TEXT UNDER STUDY >>
By Afi Scruggs

The extended video of the Tamir Rice shooting is jumpy, grainy, and 30 minutes long. That doesn’t matter. I’ve watched it twice.

I couldn’t let it run uninterrupted. I stopped and scrolled, leaning into my computer to get a close-up view. I rewound the timeline and pushed it forward. Then I pulled it back again and took notes.

I can come to only one conclusion: Cleveland officers killed Tamir Rice without justification or excuse. They shot him and turned their backs while he died.

The choppy, pixelated video — released Wednesday, January 7, after three weeks of stalling by the city of Cleveland — doesn’t show details. We know officer Timothy Loehmann pulled the trigger because the Cleveland Police Department released his name and that of his partner, Frank Garmback, when the first short video clip of the shooting was made public in December.

But this new, longer video exposes stunning levels of callousness, recklessness, and disregard for human life by officers to whom we turn for protection.

They drove way too close to a person they suspected had a weapon — effectively endangering their own lives. Then they shot him before he had a chance to turn around.

When a distraught teenage girl ran to the scene, officers tackled her, and pushed back to the ground when she tried to get up. They handcuffed her. They threw her into the back of a squad car.

And then did nothing.

For more than three minutes Cleveland police officers hung out and ignored a youth lying on cold concrete. No one put on gloves — the first step in treating a victim. No one bent down to take a pulse or staunch a wound. The youth was ignored until an FBI officer arrived. The officers exhibited no apparent concern over whether the youth would — or could — live.

That’s not manslaughter, not homicide. It’s murder.

None of these facts are news. The details of Tamir Rice’s death have been circulating since November 22, when he was killed. Cleveland police and city officials released an excerpt of the surveillance video in December. His mother Samaria Rice told how police treated her son and her daughter — the girl in the car — at a press conference on December 8.

But the video first disseminated by Cleveland.com, is shocking confirmation of the devastating portrait sketched in the Department of Justice report on the Cleveland police released last month.

“There is reasonable cause to believe that (Cleveland Division of Police) engages in … a practice of using unreasonable force in violation of the Fourth Amendment,” the DOJ says. “We found that CDP officers commit tactical errors that endanger both themselves and others in the Cleveland community and, in some instances, may result in constitutional violations.”

TASK GOAL >> Reproduce the passage of the piece on the Tamir Rice shooting video, everything from "By Afi Scruggs" down to "public in December.".

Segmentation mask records
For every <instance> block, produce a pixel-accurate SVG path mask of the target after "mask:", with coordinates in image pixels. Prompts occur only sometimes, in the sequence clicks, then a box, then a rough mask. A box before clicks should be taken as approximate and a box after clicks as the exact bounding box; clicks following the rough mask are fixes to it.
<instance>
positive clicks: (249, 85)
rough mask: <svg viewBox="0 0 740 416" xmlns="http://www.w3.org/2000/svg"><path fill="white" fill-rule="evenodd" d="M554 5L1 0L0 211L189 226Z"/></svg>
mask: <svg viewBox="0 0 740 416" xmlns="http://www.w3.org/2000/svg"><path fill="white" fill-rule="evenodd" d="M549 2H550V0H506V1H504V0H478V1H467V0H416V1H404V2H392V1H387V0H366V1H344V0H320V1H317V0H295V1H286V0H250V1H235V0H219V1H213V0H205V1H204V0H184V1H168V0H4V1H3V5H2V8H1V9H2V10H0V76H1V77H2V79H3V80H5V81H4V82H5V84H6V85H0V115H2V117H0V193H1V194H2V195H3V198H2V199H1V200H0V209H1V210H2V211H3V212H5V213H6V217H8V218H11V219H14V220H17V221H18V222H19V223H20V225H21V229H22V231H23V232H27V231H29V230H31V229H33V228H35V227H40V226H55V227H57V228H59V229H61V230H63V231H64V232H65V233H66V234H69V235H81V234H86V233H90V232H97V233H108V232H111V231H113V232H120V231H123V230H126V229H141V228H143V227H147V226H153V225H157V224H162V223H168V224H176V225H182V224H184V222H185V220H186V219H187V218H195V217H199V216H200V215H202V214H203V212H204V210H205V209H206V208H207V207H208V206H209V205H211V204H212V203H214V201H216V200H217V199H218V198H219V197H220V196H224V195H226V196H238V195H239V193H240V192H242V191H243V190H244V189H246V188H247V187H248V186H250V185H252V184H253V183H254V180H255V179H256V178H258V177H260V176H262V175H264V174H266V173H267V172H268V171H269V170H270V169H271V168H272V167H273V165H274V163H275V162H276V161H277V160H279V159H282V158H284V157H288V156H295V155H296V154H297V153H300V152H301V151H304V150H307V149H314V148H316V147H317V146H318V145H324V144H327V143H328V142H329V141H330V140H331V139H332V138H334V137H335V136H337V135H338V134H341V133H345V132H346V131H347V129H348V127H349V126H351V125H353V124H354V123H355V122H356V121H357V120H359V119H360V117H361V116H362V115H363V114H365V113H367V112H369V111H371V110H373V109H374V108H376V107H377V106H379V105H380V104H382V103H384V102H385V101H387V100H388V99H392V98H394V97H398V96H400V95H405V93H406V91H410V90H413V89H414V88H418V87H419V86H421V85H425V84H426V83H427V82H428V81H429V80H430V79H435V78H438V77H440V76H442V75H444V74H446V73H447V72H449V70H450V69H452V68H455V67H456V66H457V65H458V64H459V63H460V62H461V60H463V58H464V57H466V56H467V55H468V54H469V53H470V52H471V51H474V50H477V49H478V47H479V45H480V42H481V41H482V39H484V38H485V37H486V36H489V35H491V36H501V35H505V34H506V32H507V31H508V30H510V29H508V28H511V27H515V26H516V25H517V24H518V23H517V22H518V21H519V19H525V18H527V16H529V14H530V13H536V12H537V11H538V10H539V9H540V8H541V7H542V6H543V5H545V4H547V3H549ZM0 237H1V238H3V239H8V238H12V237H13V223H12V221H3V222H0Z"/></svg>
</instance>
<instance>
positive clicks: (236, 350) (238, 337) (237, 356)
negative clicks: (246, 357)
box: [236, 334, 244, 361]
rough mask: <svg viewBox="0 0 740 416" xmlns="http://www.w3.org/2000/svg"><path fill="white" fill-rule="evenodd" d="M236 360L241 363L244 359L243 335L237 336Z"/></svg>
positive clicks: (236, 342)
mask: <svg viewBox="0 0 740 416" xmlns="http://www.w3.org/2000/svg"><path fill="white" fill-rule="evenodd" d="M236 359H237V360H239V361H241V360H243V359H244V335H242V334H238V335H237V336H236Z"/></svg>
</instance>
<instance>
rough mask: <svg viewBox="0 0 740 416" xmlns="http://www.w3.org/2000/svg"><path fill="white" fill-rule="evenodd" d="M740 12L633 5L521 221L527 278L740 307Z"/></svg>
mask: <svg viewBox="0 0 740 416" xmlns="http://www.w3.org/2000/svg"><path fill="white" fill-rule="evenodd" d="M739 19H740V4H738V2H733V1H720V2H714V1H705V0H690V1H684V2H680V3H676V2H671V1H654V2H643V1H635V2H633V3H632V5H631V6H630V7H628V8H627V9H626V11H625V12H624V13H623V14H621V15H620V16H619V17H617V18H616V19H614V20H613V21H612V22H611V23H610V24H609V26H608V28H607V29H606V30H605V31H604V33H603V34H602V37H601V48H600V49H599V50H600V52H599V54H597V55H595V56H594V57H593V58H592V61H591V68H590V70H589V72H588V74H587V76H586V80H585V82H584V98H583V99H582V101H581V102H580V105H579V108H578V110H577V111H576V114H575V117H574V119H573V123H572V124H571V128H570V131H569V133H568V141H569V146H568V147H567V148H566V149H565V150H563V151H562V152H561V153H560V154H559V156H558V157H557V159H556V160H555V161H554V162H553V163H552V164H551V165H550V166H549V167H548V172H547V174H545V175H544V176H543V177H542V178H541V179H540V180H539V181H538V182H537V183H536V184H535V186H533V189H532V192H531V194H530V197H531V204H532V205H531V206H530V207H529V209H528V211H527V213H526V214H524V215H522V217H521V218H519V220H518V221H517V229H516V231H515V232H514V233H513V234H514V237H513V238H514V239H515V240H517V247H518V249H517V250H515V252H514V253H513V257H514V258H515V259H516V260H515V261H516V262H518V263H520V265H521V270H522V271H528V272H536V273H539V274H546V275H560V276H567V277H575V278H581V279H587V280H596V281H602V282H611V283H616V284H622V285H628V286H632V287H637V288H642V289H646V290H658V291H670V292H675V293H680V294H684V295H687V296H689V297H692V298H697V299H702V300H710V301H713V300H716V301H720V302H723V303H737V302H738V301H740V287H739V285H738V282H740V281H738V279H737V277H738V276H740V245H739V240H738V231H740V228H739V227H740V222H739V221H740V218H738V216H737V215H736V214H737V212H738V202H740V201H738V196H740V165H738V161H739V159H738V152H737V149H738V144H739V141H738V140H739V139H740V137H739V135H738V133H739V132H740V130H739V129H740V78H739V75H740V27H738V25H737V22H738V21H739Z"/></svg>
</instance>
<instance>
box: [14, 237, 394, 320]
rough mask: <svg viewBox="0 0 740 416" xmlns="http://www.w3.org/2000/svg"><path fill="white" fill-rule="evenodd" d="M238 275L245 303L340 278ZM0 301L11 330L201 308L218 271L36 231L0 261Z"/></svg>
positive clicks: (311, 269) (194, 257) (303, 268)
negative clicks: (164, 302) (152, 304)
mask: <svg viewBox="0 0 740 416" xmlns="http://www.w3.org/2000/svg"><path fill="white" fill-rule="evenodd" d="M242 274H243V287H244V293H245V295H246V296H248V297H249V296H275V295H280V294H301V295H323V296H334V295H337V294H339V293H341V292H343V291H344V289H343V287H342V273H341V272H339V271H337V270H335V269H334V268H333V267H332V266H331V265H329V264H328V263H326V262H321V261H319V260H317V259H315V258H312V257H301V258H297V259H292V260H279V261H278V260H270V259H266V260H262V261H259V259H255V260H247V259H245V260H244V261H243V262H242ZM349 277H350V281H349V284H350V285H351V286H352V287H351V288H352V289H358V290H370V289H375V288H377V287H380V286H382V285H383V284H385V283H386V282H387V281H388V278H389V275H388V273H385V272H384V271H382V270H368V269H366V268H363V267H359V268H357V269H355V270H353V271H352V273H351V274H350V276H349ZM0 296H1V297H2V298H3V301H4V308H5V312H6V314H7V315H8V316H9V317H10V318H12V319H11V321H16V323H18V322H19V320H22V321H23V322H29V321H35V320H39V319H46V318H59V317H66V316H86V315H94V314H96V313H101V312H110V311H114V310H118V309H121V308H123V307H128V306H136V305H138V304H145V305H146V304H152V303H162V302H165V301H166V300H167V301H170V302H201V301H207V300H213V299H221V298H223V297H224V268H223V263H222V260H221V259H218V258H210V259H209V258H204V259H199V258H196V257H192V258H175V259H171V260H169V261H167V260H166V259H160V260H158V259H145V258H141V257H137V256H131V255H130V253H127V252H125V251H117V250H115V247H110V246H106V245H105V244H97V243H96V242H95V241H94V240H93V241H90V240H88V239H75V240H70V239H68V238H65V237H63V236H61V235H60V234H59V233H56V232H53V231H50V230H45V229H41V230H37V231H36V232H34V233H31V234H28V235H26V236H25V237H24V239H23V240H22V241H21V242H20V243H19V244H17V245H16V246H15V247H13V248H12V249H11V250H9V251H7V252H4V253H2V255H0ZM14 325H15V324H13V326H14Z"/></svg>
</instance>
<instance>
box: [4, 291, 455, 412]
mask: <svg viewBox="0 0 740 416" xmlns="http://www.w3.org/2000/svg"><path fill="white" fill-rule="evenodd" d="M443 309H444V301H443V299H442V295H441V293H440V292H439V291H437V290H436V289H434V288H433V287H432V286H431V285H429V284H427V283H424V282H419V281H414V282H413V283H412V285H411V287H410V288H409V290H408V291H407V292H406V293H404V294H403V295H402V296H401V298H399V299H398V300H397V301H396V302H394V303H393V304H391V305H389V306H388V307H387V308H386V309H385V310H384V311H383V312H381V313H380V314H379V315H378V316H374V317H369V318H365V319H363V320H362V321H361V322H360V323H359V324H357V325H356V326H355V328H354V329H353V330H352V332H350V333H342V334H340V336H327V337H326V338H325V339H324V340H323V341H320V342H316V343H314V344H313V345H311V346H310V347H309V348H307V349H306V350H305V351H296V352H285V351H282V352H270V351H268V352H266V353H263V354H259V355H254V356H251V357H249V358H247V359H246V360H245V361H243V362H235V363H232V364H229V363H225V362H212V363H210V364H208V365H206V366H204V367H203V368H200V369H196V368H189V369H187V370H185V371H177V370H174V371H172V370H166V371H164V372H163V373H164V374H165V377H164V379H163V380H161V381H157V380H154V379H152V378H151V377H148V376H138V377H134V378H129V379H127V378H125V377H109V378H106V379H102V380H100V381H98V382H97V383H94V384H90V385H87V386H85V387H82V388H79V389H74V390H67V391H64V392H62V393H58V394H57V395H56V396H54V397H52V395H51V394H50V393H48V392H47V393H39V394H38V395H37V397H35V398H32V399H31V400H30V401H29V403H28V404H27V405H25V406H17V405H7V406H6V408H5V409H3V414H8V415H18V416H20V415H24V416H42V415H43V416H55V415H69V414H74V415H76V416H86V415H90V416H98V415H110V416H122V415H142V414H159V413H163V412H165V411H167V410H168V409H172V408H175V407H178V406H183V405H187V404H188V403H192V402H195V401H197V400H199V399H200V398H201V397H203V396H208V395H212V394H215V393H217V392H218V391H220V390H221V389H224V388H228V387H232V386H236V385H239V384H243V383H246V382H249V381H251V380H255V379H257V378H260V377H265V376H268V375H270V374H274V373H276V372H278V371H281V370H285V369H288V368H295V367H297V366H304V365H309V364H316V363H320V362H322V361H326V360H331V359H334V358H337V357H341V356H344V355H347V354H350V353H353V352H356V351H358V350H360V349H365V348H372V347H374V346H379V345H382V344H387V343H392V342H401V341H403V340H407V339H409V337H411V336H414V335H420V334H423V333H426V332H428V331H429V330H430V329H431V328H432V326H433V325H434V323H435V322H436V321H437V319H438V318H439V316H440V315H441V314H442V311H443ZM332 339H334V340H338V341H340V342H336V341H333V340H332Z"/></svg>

PROBLEM SOLUTION >>
By Afi Scruggs

The extended video of the Tamir Rice shooting is jumpy, grainy, and 30 minutes long. That doesn’t matter. I’ve watched it twice.

I couldn’t let it run uninterrupted. I stopped and scrolled, leaning into my computer to get a close-up view. I rewound the timeline and pushed it forward. Then I pulled it back again and took notes.

I can come to only one conclusion: Cleveland officers killed Tamir Rice without justification or excuse. They shot him and turned their backs while he died.

The choppy, pixelated video — released Wednesday, January 7, after three weeks of stalling by the city of Cleveland — doesn’t show details. We know officer Timothy Loehmann pulled the trigger because the Cleveland Police Department released his name and that of his partner, Frank Garmback, when the first short video clip of the shooting was made public in December.